Extrait à lire:

Rentrée 42 de Scotto & Lemaire

Boulevard de la bonne conscience

Rentrée 42 de Scotto & Lemaire

Il y a quelque chose d’intrigant d’assister à une pièce à thèse aux allures de comédie de boulevard et surjouée en permanence par des acteurs sans cesse gesticulant, vociférant, grimaçant. Alors que le sujet est profondément politique : la nécessité pour un pays de faire bloc contre une idéologie qui bafoue les droits de l’homme les plus élémentaires.

Le contexte est celui de la rentrée des classes de l’enseignement primaire à Paris en manque d’écoliers puisque la fameuse rafle du Vel’d’Hiv en juillet 1942 a envoyé vers les camps de concentration et d’extermination une majorité d’enfants juifs et leurs parents. Une école du 11e arrondissement essaie d’organiser les cours en dépit des absents.

Pour mettre en place les éléments de leur démonstration de la nécessité d’une union nationale contre le régime de Vichy, Scotto et Lemaire ont choisi des personnages typés à l’extrême. Un concierge, héros rescapé mutilé de la guerre 14-18, patriote intégralement anti-teutons. Une directrice d’école adepte d’une neutralité éducative et soupçonnée d’être lesbienne. Une jeune universitaire, financièrement très à l’aise, fille choyée d’un industriel prospère qui poursuit sa production lucrative de chocolat sous-l’œil bienveillant des occupants. Une deuxième institutrice bobonne, conformiste, influençable, émotionnellement instable, naïve bonne samaritaine, dépolitisée prête à approuver tout le monde. Une autre, communiste militante, adepte inconditionnelle convaincue de la résistance.

Et, pour compléter ce tableau où les confrontations sont dramaturgiquement inévitables, la présence invisible d’une dernière enseignante, d’origine juive et prosélyte d’une pédagogie d’avant-garde, bien entendu absente parce que disparue. Enfin, élément nécessaire à déclencher le nœud de l’intrigue : un inspecteur représentant de l’autorité gouvernementale et donc sbire du pouvoir en place, borné, tyrannique, arrogant et, par conséquent aussi, macho.

Le décor ne pouvait être que réaliste, de quoi attendrir les nostalgiques du passé. Il l’est à tous détails prés. La mise en scène de Lemaire amène les interprètes à surjouer physiquement et vocalement. Hormis Anne Richard, la directrice, qui s’en tire avec sobriété, les autres ne cessent d’en rajouter, d’en faire des tonnes avec une prime à l’outrance pour l’inspecteur réactionnaire, au point pour celui-ci de devenir imbuvable. Cela tombe bien d’ailleurs puisque l’équipe pédagogique décide de le faire taire en le prenant en otage…

Cette accumulation caricaturale enlève une part non négligeable du crédit des personnages. Le comble du grotesque étant atteint au moment de saucissonner (avec des cordes à sauter de gamines) le fonctionnaire ultra, ce qui provoque les rires au lieu de l’aversion. Le ridicule invraisemblable trouvant son apogée dans l’agonie et la mort du tyran.

Section des données:
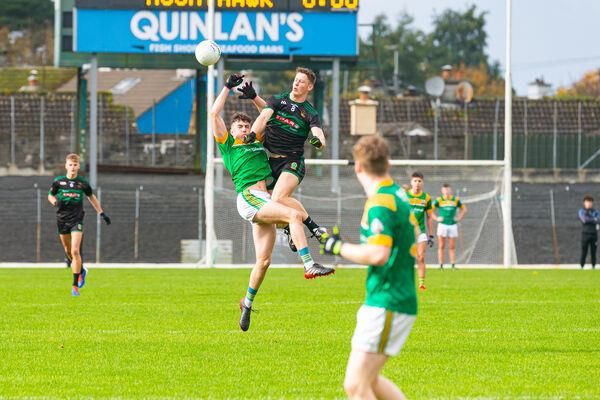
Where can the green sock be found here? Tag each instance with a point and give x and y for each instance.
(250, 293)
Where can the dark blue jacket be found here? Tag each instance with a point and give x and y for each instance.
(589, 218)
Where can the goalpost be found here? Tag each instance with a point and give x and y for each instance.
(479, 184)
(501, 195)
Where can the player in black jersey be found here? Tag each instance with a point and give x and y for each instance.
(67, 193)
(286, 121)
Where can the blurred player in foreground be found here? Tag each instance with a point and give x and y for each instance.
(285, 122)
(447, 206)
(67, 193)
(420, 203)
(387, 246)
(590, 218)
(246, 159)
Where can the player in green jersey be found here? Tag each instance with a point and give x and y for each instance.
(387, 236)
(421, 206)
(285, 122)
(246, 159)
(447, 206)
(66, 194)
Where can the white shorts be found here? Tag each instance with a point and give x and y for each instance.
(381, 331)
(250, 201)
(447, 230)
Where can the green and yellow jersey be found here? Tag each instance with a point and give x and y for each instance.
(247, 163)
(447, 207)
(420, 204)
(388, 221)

==

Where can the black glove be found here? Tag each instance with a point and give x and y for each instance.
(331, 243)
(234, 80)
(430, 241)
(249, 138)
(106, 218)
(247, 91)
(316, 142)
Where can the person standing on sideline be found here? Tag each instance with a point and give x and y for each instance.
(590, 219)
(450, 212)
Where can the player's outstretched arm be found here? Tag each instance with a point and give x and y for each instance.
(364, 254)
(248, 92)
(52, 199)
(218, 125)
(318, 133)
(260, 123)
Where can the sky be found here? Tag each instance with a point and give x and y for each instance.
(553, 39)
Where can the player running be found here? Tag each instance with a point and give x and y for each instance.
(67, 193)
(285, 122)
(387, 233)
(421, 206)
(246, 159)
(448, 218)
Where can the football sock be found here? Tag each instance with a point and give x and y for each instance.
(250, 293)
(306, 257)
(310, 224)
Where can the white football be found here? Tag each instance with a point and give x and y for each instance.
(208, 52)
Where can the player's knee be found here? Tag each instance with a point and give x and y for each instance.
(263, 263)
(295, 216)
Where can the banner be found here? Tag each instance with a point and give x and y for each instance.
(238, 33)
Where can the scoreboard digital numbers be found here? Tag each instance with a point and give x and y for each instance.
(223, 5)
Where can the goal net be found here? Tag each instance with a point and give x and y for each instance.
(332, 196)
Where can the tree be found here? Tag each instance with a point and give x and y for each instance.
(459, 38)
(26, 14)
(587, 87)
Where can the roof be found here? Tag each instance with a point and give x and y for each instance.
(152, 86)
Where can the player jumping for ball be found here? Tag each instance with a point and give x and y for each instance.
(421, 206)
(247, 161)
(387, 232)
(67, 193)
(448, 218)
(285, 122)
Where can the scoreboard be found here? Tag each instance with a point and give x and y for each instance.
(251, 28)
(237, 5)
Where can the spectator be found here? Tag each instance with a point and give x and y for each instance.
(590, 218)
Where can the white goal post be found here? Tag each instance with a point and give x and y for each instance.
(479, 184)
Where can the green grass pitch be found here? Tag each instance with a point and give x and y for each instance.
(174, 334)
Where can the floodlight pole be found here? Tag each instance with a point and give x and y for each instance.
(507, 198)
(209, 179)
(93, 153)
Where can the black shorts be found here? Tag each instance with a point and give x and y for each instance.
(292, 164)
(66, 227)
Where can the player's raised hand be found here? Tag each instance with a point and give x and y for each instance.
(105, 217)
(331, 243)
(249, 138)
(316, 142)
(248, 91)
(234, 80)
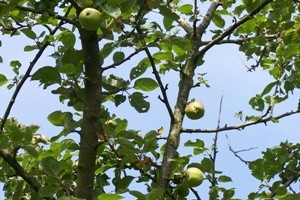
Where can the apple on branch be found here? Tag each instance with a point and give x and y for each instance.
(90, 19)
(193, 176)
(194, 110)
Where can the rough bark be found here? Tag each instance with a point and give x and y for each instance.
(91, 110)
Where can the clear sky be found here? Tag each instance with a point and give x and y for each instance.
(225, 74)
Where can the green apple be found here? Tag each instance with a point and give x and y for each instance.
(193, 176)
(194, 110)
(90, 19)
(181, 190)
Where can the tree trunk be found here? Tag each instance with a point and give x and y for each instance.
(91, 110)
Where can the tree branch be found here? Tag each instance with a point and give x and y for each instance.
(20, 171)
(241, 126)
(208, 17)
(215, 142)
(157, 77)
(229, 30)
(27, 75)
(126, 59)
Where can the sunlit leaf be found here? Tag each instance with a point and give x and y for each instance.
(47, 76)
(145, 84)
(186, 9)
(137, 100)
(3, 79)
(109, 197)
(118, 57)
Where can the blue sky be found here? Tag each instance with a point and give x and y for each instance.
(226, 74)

* * *

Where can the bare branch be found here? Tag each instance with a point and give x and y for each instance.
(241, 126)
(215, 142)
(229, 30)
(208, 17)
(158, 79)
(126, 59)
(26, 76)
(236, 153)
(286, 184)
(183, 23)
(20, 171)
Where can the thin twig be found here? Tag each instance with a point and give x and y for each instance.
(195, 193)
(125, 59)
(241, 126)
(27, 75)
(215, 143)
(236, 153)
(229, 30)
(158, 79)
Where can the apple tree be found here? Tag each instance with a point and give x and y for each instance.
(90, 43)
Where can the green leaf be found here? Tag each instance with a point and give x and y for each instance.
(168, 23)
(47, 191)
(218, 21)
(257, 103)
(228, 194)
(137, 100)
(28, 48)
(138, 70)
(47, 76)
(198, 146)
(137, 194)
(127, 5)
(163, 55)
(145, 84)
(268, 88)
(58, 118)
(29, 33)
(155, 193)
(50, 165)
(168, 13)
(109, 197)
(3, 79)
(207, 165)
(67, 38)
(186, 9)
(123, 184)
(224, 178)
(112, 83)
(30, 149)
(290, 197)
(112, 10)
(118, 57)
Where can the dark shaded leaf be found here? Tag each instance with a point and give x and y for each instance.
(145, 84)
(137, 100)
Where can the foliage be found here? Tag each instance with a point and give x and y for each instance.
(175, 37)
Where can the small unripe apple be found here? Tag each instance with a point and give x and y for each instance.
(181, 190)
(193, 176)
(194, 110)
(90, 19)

Consignes écrites:
a) Répondez à ces questions d'après la critique de Rentrée 42.
(i) En quel mois et en quelle année a eu lieu la rafle du Vel'd'Hiv évoquée ?
(ii) Dans quel arrondissement de Paris se trouve l'école où se déroule la pièce ?
(iii) Quelle interprète s'en tire avec sobriété, et quel rôle tient-elle ?
b) Relevez tous les adjectifs que la critique de Rentrée 42 applique à l'inspecteur dans la phrase qui le présente.
c) Prolongez la critique de Rentrée 42 après sa dernière phrase.

Réponses par consigne:
a)
(i) En juillet 1942.
(ii) Dans le 11e arrondissement.
(iii) Anne Richard, qui joue la directrice.

b) borné, tyrannique, arrogant, macho

c)
Nous voici près de la fin du spectacle. Ce décès farfelu stimule l’union sacrée, immédiate, miraculeuse, abolissant tous les conflits de classe, d’ego, de culture, y associant même la collègue disparue. Comment finir comme on a débuté ? Une seule solution alors que la représentation avait commencé par un succès de Maurice Chevalier, « Ça sent si bon la France » : chanter en chœur, debout à l’avant-scène, main dans la main, une vibrante ‘Marseillaise’ en laissant éventuellement la salle la reprendre à l’unisson. Et, geste ultime, notre concierge à tout faire, médaillé, sort de sa poche un carré de tissu tricolore qu’il agite. En oubliant que c’est dans ce mouchoir patriotique qu’il ira, tout à l’heure, se moucher.

Sans doute le Président de la République appréciera-t-il cette propagande culturelle en ce moment trouble de l’Histoire où l’extrême droite prospère, où la nation française est de plus en plus divisée sur d’importants faits sociétaux et réformes attendues.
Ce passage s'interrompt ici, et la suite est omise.